(Text provided begins)
This scheme is an important step towards redressing the considerable wrongs visited on those original pioneers and on other Commonwealth citizens, injustices powerfully articulated by the noble Baronesses, Lady Lawrence of Clarendon and Lady Benjamin. I want to address three points.

The first is on the importance of getting implementation right. I welcome the establishment of the cross-government working group and the £500,000 community fund for grassroots organisations to promote and advise. However, as I noted at Second Reading, grassroots organisations are effective because they are community-specific and, given the range of communities and locations involved, this funding may not be sufficient.

Concerns have also been raised about the complexity of the process and whether this contributes to the small number of applications having been received so far: around 1,000, despite the Home Office estimating that some 15,000 people could be eligible. Lack of access to legal aid may be a factor, and so might lack of trust. Is the Minister confident that the Home Office can earn the confidence of communities which have every reason to be nervous of engaging with it?
(Text provided ends)
(Material provided begins)
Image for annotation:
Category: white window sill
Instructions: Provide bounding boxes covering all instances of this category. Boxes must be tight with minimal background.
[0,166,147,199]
(Material provided ends)
Study questions:
A: From the speech on the compensation scheme, copy out the passage from "The first is" to "not be sufficient.".
B: According to the speech on the compensation scheme, how large is the community fund for grassroots organisations?
C: Write what comes next in the speech on the compensation scheme, picking up from where it stops.

Answers:
A:
The first is on the importance of getting implementation right. I welcome the establishment of the cross-government working group and the £500,000 community fund for grassroots organisations to promote and advise. However, as I noted at Second Reading, grassroots organisations are effective because they are community-specific and, given the range of communities and locations involved, this funding may not be sufficient.

B: £500,000.

C:
Secondly, I want to stress the importance of adopting the lessons of Wendy Williams’s review more widely across government. As she says, we must

“go further to right the wrongs”.

With that in mind, I urge the Government to address the growing risk that the EU settlement scheme becomes what some charities are already calling “this generation’s Windrush”. Does the Minister share my concerns that we risk creating once again a tier of second-class citizens and that the lessons of Windrush have not been learned?

Finally, we should not imagine that this scheme on its own will end the discrimination against BAME communities so clearly evident in relative rates of poverty, access to education, housing and employment and in social and health-related inequalities. This has been highlighted in the gravest of ways in the disproportionate numbers of BAME patients and NHS staff critically ill with, and dying from, Covid-19.

This scheme is welcome, but we would most effectively honour the legacy of the Windrush generation by a wholehearted commitment to eradicating, once and for all, the inequality, discrimination and denial of rights that gave rise to and perpetrated one of the most shameful episodes in our national life.